----- DOCUMENT PASSAGE -----

User Guide / Manage Experiments #828

dashohoxha · 2019-11-29T13:37:30Z

Close #816, Close #159

ghost · 2019-12-02T18:25:13Z

@dashohoxha, the "manage experiments by directories" image could improve a lot by using a more significant naming.

What I've seen is that users create directories to try different hypothesis, not exactly different versions 🤔

dashohoxha · 2019-12-03T08:52:57Z

the "manage experiments by directories" image could improve a lot by using a more significant naming

What I've seen is that users create directories to try different hypothesis, not exactly different versions

@MrOutis I have used dummy names just to give an idea of how it should look like (and also to show that sub-experiments can be used as well, that is experiments that are based on other experiments).
I have done the same thing (using dummy names) for tags and branches as well, just to give an idea.

However I completely agree with you. If you (or someone else) could provide some more realistic example names for directories and subdirectories, I can fix that image.

dashohoxha · 2019-12-04T10:28:41Z

I am aware that it is not complete or perfect, especially the pages of directory management and combined management. However this is the best that I could do. If someone has any ideas for improving it further this would be great.

shcheklein · 2019-12-04T21:23:06Z

It looks great, @dashohoxha !

A few comments from the first pass I've done:

can we make an image with directories the same style as tags and commits? they look better, may be since they have at least some color to them?
Manage -> Managing - otherwise we have to rename all other UG sections: Updating ...., Managing ..., Versioning, etc
I would say commits - is another way to do experiments. May be we can mention this somewhere?

I'll read it more carefully today.

----- DATA EXTRACT -----

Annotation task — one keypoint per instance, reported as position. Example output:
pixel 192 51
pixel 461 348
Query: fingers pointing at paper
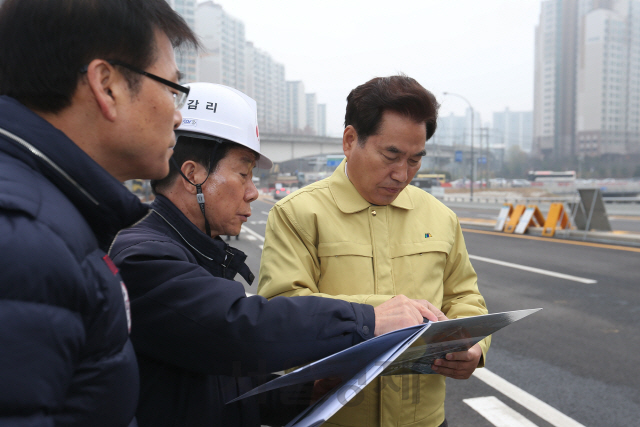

-----

## WRITTEN TASK:
Please finish out the discussion thread about the Manage Experiments user guide page, picking up after its last comment. The listing is not needed for this.

## ANSWER TO THIS EXERCISE:
dashohoxha · 2019-12-05T05:25:03Z

can we make an image with directories the same style as tags and commits? they look better, may be since they have at least some color to them?

Unfortunately this is not easy with the tool that I am using (umlet).

Manage -> Managing - otherwise we have to rename all other UG sections: Updating ...., Managing ..., Versioning, etc

I used "Manage Experiments" as a shorter version of "How To Manage Experiments". It seems smother to read than "Managing Experiments". However I agree with your consistency argument.

I would say commits - is another way to do experiments. May be we can mention this somewhere?

This seems like the case of tags. If you do a single commit for each experiment, then why not put a tag for each commit? It is true that you don't need the tags to switch back to a previous commit (you can see the logs and find out the commit ID) but it is more easy with tags. Besides, the command dvc metrics show works with tags and branches, but does not work with commits, does it?

pared

Nice read, also I like a lot last points for Branches and Tags. Moving the best to master is definitely not beginner's use case.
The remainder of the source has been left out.